▶ Goal
Copy only those lines which run from the line containing "[locate] cylindrical metal" to the end of the entries below, both inclusive, exactly as written and with no pictures.

──────── Rows ────────

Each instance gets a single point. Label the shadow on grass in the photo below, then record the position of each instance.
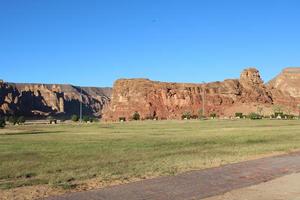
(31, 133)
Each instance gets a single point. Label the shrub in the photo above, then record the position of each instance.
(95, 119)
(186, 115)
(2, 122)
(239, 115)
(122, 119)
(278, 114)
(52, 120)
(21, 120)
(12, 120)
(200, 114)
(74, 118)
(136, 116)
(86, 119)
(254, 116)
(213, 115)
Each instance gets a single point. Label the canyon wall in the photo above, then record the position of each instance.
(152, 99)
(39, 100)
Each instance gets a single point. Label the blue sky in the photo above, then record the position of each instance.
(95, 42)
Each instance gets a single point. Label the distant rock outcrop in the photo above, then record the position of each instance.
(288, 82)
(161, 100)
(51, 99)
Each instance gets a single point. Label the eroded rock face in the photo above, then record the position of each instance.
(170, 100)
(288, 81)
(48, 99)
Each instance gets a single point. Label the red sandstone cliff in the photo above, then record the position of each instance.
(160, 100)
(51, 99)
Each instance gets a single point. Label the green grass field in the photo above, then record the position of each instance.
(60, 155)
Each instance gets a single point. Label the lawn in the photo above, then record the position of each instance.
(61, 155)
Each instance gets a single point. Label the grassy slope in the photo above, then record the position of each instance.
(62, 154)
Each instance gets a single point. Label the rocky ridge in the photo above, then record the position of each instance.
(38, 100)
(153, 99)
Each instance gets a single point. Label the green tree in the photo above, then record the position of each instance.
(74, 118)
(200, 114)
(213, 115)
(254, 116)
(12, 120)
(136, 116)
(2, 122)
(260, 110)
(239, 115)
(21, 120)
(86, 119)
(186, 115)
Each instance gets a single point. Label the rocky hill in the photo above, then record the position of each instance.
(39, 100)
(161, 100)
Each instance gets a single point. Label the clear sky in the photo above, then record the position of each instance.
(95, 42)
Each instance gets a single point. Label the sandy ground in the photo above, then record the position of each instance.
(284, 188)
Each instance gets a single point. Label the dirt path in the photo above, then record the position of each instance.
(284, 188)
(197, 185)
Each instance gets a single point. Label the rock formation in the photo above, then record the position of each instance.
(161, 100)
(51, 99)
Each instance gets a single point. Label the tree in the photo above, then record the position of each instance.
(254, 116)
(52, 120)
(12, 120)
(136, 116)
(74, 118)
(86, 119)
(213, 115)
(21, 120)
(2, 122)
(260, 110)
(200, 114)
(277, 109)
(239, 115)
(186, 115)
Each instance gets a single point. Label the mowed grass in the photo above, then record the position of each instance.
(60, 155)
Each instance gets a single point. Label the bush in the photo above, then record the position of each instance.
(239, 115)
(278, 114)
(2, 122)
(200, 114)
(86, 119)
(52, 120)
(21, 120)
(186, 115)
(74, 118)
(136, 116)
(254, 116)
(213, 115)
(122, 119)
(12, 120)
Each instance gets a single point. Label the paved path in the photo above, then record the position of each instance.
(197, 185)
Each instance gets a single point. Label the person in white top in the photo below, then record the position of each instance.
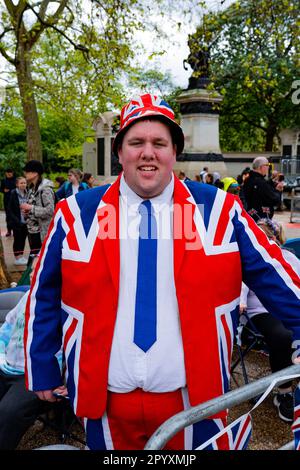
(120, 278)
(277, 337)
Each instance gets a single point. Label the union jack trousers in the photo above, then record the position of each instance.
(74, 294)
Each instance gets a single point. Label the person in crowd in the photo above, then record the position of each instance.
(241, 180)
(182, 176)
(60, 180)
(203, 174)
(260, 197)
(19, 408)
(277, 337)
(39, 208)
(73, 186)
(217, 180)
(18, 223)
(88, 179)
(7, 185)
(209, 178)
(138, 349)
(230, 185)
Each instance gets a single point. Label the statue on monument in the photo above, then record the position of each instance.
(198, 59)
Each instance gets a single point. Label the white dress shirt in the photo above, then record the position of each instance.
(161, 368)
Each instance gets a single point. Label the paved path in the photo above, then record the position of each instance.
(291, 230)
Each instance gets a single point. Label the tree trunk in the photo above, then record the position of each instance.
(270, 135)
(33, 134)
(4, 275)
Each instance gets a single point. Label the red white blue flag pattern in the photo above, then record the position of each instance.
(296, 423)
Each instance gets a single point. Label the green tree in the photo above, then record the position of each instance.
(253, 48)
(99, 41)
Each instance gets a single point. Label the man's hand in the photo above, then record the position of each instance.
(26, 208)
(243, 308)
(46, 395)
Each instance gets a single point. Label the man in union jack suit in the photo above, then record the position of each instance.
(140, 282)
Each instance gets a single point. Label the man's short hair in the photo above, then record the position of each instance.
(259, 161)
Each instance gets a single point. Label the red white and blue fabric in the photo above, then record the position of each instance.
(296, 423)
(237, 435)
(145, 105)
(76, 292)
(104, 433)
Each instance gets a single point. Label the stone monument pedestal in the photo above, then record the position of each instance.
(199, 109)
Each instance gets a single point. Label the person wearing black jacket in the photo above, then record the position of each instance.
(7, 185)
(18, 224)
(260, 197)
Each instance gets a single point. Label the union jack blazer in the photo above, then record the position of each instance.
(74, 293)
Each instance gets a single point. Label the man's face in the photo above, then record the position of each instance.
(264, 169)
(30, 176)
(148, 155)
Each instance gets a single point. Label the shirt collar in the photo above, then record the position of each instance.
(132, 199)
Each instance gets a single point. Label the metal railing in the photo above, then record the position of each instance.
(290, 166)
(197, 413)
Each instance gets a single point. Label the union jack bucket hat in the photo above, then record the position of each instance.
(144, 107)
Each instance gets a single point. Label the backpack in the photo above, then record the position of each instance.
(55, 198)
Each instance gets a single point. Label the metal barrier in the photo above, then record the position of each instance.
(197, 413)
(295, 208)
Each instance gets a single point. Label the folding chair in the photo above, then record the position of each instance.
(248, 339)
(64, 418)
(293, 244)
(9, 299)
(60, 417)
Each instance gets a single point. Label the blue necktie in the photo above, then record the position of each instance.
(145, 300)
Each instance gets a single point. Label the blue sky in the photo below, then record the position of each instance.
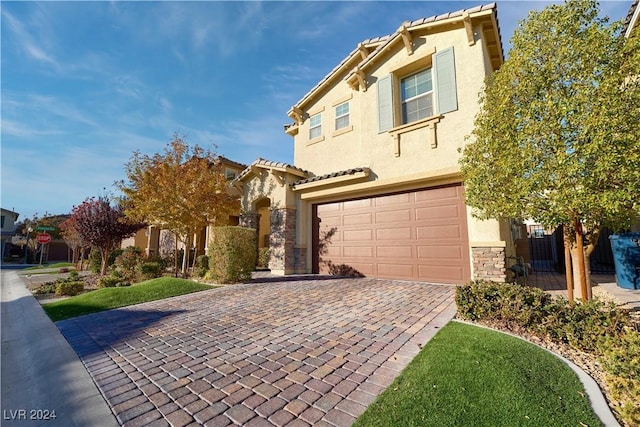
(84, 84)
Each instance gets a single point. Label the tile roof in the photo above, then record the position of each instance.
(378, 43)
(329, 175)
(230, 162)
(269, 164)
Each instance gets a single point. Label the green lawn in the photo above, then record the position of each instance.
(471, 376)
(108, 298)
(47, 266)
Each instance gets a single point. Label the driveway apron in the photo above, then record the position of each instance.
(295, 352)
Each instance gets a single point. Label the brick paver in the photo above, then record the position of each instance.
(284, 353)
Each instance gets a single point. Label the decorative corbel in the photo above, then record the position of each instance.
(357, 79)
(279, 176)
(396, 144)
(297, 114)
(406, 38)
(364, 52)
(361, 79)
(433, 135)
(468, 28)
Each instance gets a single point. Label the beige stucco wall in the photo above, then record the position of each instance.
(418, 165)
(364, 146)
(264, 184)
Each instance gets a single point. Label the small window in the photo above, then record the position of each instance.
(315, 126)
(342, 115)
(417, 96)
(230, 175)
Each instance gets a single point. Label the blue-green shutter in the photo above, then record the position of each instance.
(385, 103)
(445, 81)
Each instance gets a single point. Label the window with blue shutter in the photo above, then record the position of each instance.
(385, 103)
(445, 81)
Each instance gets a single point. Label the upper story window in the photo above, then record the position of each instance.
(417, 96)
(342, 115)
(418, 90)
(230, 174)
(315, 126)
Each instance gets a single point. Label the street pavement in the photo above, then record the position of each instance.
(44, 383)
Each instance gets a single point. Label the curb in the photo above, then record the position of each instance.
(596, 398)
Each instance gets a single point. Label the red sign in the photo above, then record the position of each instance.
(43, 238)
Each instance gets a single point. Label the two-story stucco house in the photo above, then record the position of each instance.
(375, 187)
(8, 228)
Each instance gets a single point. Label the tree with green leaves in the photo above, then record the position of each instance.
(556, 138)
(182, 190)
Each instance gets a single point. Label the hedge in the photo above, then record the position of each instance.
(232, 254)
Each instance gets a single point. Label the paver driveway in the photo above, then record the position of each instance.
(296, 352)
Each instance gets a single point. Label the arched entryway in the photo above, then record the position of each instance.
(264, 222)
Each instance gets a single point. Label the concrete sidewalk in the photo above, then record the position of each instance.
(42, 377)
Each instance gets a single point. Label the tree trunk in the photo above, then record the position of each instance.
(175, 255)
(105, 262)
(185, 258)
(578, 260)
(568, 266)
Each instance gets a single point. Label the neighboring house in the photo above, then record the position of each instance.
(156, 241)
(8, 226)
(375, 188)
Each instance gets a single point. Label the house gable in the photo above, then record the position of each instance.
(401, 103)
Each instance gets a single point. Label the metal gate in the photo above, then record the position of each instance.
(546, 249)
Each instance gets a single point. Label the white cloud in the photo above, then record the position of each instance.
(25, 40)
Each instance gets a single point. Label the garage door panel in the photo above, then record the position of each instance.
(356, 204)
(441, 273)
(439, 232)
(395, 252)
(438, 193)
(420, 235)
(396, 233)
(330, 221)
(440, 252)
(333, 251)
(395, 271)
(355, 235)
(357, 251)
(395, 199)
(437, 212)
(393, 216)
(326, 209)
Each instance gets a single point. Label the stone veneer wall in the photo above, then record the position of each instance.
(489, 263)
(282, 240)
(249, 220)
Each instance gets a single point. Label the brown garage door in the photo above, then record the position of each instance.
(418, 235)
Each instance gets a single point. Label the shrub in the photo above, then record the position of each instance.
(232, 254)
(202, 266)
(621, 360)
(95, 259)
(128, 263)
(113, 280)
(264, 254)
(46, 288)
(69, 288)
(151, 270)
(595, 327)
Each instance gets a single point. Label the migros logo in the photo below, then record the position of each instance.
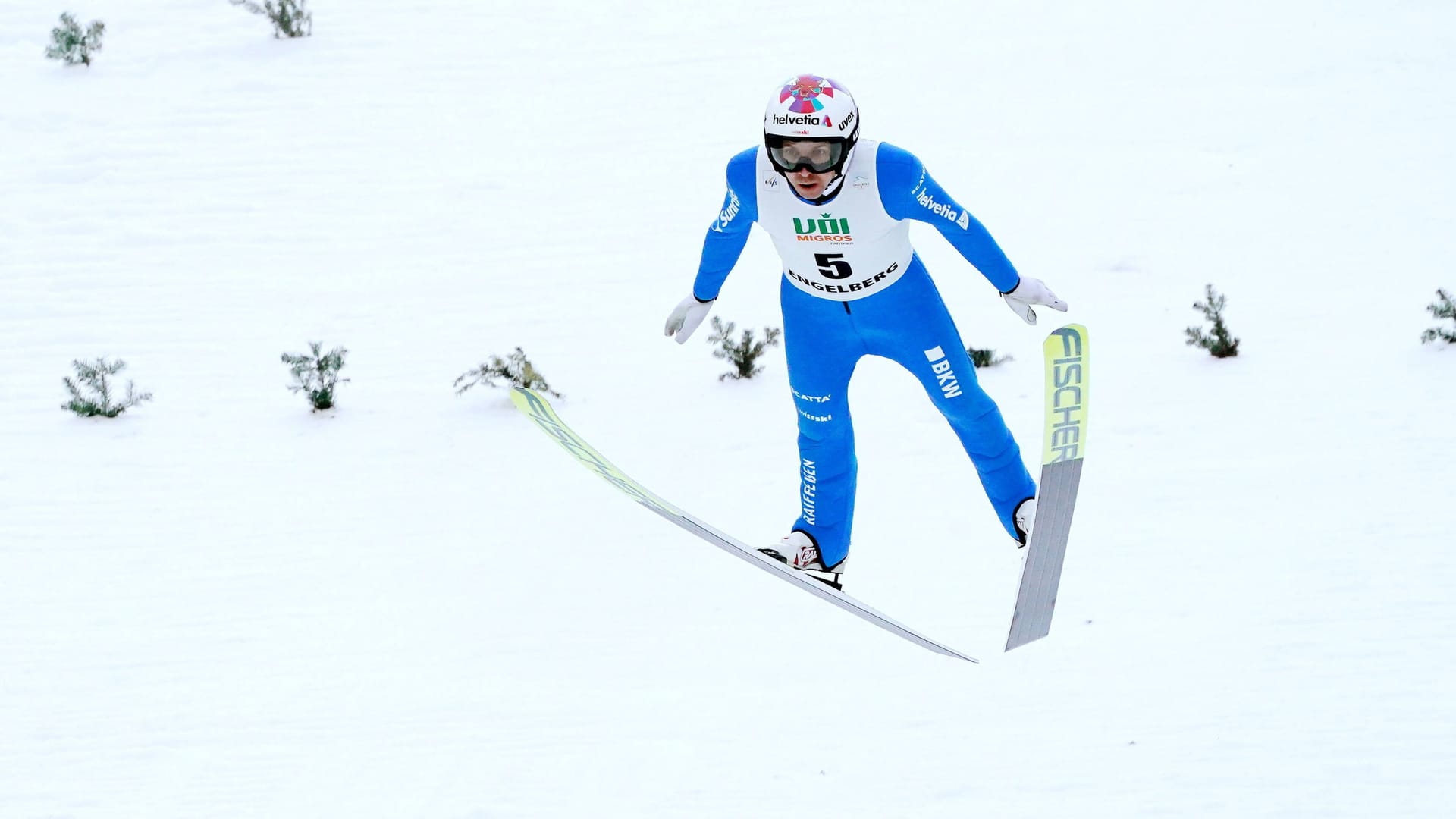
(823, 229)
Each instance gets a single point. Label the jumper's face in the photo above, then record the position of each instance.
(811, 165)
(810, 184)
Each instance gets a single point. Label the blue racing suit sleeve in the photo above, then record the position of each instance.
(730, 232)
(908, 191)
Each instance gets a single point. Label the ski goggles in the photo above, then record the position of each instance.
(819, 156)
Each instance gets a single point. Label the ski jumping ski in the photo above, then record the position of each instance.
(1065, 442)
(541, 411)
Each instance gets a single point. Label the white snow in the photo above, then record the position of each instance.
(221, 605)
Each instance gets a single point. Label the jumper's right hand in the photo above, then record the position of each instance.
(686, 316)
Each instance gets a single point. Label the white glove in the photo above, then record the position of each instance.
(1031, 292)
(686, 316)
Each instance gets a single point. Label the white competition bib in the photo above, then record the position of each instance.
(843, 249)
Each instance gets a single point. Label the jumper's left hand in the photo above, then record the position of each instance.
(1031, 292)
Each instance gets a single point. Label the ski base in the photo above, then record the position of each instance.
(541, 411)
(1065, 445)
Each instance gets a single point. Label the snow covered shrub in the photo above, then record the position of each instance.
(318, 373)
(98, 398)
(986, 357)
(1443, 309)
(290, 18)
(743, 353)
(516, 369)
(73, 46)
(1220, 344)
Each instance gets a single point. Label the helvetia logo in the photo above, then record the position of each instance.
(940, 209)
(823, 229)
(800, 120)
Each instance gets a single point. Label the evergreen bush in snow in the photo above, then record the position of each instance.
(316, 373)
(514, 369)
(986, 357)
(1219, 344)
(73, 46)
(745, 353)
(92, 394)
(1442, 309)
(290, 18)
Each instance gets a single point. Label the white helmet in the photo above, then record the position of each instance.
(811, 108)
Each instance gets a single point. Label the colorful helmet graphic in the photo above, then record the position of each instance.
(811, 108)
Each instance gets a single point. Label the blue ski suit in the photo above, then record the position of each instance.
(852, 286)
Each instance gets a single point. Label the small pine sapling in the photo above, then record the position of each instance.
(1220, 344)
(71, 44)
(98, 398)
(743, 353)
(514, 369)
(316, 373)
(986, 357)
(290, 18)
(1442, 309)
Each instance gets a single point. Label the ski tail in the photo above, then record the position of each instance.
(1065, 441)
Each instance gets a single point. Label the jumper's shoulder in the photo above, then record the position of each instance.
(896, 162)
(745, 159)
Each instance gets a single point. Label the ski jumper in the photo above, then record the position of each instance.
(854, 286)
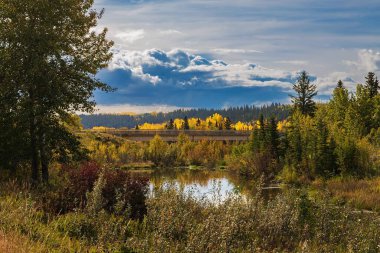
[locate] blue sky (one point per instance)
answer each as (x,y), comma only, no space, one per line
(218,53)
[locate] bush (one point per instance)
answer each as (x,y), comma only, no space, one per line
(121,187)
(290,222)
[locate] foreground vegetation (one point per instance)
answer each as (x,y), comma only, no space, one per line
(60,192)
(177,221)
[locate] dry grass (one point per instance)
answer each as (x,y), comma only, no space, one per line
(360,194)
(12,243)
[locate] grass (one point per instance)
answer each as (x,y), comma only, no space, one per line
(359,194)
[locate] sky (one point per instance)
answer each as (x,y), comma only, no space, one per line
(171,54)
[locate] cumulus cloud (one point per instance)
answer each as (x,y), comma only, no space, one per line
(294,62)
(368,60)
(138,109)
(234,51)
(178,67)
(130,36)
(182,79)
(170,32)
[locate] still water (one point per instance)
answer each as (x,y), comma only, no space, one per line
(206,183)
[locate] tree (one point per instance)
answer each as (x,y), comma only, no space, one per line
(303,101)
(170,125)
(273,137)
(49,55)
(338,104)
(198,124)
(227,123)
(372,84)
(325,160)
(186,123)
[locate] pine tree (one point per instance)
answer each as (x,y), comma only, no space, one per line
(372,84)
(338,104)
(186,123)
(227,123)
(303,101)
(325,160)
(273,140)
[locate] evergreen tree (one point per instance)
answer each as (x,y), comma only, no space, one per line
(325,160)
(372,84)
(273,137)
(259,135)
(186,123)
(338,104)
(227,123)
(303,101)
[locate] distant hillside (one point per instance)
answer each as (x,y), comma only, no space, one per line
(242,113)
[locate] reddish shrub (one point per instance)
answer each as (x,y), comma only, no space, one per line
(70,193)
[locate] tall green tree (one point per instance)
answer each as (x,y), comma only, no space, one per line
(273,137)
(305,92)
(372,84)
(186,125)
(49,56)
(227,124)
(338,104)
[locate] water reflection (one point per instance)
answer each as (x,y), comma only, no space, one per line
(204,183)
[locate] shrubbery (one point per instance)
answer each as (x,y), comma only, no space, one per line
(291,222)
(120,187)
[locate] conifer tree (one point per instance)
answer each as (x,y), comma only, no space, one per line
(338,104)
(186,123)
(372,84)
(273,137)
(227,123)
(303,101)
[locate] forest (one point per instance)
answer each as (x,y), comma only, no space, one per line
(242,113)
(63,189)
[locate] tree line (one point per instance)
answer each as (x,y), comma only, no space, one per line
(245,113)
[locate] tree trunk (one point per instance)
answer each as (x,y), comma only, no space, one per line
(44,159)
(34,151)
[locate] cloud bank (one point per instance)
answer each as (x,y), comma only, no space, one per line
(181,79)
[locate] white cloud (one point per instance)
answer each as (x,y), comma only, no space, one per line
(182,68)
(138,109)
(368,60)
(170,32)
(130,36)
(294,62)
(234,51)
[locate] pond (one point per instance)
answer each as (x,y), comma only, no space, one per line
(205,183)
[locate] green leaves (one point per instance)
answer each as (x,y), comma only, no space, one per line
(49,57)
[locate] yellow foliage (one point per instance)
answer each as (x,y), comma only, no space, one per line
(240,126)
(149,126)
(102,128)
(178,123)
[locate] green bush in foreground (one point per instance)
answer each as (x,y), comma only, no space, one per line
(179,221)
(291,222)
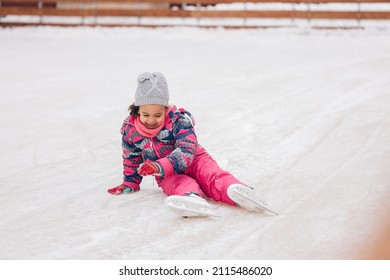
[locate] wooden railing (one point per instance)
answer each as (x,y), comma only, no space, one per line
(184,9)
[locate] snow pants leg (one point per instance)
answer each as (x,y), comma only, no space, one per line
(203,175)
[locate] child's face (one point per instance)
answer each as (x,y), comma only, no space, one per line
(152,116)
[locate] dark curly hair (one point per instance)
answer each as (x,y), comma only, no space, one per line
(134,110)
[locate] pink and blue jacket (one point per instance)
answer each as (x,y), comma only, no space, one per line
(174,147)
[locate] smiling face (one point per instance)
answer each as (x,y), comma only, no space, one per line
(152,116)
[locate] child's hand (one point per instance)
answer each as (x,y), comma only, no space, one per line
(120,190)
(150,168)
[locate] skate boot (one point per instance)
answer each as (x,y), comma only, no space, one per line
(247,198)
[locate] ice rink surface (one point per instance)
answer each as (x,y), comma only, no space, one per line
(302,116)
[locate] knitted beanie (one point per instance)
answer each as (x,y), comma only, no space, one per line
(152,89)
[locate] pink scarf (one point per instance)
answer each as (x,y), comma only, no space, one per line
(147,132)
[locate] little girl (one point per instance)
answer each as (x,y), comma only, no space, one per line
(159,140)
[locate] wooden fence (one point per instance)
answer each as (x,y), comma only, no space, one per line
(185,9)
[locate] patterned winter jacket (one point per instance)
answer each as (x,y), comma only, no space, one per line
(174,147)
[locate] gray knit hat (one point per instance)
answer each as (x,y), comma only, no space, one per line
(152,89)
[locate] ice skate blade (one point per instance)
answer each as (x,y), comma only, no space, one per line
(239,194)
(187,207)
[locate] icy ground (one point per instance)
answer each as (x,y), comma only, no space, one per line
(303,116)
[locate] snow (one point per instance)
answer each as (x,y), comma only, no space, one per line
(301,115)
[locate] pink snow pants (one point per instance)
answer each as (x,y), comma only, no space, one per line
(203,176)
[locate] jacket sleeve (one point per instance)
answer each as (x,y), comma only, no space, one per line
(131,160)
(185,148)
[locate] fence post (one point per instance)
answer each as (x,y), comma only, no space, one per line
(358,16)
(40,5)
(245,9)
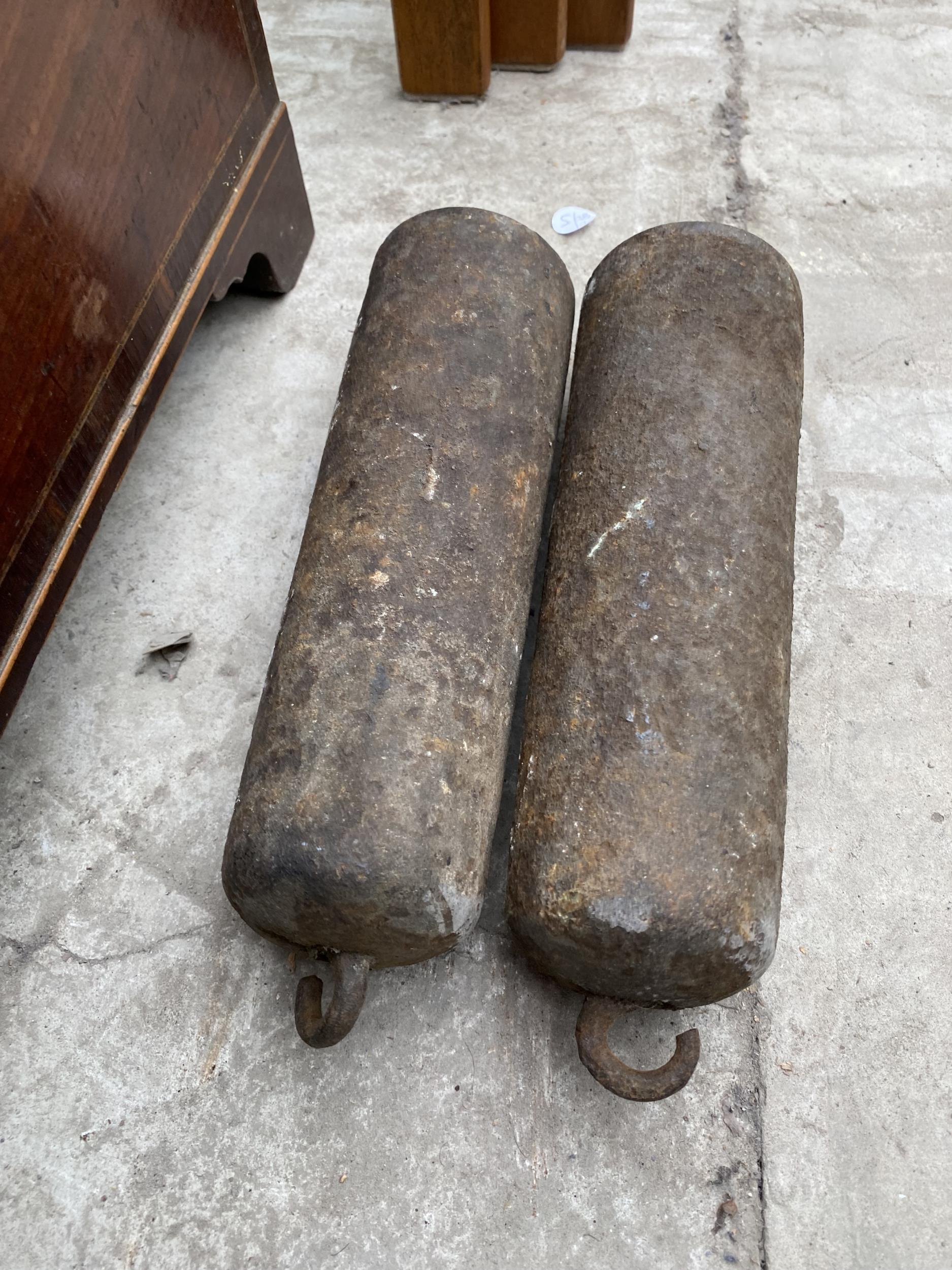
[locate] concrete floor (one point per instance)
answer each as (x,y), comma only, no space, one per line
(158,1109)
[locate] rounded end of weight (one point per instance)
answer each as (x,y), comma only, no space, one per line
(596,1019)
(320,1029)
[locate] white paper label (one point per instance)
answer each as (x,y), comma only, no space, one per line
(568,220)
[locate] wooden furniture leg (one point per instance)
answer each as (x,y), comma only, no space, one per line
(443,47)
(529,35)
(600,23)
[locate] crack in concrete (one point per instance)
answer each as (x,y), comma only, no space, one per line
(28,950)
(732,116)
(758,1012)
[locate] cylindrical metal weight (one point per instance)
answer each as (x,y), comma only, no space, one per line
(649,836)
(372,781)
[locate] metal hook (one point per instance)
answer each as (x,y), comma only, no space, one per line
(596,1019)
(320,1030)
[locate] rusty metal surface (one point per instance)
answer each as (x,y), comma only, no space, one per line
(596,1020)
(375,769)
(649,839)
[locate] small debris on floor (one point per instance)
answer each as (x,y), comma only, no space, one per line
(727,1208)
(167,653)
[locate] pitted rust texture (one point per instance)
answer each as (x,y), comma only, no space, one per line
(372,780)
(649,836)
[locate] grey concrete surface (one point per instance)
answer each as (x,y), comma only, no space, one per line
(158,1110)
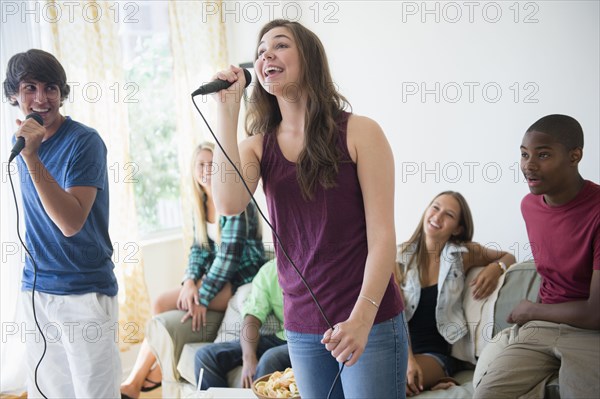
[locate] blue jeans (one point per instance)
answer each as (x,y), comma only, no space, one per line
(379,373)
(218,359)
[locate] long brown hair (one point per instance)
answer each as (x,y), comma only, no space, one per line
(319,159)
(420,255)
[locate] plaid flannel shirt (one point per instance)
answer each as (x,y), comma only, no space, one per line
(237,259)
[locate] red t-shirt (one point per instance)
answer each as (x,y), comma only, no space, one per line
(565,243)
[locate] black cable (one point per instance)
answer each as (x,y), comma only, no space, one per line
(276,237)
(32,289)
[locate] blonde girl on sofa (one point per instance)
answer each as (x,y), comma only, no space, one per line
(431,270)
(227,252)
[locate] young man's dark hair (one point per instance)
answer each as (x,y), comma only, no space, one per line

────────

▶ Response for this exercise
[locate] cylindrical metal weight (one point per instance)
answer each as (x,y), comma only, no space, one per line
(649,836)
(372,781)
[locate] metal hook (one point per instance)
answer each as (x,y), comma only, no space, one per line
(596,1019)
(320,1030)
[locate] rusty metal surface (one point per instance)
answer each as (x,y), comma only, no space, one per line
(596,1020)
(375,769)
(649,839)
[locate] small debris on floor (one point per instance)
answer each as (x,y), comma only, no space, one per line
(727,1208)
(167,653)
[locate] pitted rust texture (one point per instance)
answer each as (x,y), comma only, no space, one per line
(372,780)
(649,836)
[locate] grey concrete surface (one point per instance)
answer each as (x,y), comma only, no space, one per line
(158,1110)
[locate] blue jeans (one point per instance)
answer each as (x,y), comma only, no space, one per line
(379,373)
(218,359)
[locate] long brown hair (one point per instance)
answer each as (x,y), comma only, no space, one per line
(319,159)
(420,255)
[locate] plaid flannel shirt (one point per instance)
answer each as (x,y), comma only, no space, one per line
(237,259)
[locate] red t-shirt (one point per instance)
answer each as (x,y), comma only, no space, one per line
(565,243)
[locate] black cable (one point per instance)
answer each as (x,y), comma only, no space, one per line
(276,237)
(32,289)
[locate] blonde girl on sofa (one point per instance)
answer each as (x,y), comma only, no space, one per line
(431,270)
(227,252)
[locate] young man's dark hair (one point per instance)
answer each as (x,y), comma only, no space, one per line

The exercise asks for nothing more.